» Short exercise:
In the listing below, locate the line containing "Please locate the ceiling"; reproduce that line and all lines that follow it, unchanged.

(Point labeling examples)
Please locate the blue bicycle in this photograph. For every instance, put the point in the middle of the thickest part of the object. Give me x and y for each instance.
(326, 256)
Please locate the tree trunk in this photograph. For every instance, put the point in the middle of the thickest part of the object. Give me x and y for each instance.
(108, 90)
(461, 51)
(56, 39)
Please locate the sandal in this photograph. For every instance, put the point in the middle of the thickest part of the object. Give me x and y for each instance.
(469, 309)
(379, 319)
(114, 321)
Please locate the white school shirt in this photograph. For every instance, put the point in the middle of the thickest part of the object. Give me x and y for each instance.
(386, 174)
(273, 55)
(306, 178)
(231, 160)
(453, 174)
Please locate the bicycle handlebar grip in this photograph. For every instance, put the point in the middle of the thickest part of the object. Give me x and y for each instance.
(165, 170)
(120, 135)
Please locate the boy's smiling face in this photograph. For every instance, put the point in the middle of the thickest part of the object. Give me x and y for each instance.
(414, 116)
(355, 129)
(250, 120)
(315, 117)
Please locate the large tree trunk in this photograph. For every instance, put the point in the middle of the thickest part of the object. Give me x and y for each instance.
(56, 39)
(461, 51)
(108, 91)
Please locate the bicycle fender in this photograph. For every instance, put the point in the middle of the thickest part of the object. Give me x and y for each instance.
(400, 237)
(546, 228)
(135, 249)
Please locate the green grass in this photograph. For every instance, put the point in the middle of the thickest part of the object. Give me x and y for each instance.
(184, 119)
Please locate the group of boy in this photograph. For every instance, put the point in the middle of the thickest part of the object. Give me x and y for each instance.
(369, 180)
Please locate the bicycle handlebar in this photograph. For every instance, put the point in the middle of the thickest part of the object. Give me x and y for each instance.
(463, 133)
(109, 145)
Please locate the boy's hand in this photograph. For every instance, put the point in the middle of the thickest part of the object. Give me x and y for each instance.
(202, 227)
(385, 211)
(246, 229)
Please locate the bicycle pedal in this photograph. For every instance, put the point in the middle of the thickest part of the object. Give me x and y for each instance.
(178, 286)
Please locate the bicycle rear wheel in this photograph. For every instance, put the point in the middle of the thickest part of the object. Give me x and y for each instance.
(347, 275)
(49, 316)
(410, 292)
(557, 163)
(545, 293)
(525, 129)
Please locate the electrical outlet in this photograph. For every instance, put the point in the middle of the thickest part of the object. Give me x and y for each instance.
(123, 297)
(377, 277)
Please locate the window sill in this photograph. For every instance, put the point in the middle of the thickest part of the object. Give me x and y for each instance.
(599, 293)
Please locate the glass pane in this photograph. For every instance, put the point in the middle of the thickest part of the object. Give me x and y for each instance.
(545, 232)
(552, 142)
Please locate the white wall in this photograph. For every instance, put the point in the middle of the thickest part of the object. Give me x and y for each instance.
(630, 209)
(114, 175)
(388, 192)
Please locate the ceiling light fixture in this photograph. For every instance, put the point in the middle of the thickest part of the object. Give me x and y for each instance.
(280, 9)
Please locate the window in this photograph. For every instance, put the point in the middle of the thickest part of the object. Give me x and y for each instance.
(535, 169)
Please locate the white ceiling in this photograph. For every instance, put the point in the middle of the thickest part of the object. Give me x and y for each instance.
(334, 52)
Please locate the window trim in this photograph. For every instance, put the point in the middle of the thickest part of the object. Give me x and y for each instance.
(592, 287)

» Result of the exercise:
Please locate the ceiling light fixture in this photograph. For every instance, put the point in the middle of the thickest part of the object. Give me x and y for each instance.
(280, 9)
Please locate the window in this photograph. For every instance, put the point in the middle of the thickest part of the object. Give me x and y for each instance.
(535, 169)
Please locate the white ceiling in this photograph. For every instance, put the point in the middle of the thickest part of the object. Give me x and y for each instance.
(334, 52)
Please locate the window trim in this photograph. For every instance, put the point in the middle of the thickest part of the object. Give me x and y for each instance.
(592, 287)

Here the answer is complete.